Records contained in a dataset
----------------------------------------

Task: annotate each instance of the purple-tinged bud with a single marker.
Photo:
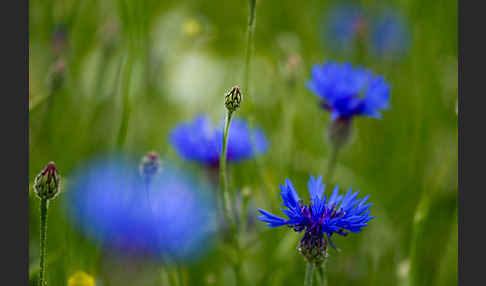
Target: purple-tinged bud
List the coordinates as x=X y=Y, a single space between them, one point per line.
x=150 y=166
x=46 y=184
x=233 y=99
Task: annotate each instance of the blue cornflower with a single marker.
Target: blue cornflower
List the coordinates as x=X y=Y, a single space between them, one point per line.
x=200 y=141
x=107 y=200
x=322 y=216
x=347 y=91
x=389 y=35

----------------------------------------

• _PROBLEM_:
Give the count of lines in the data shown above that contain "Target", and nothing else.

• _EXERCISE ANSWER_:
2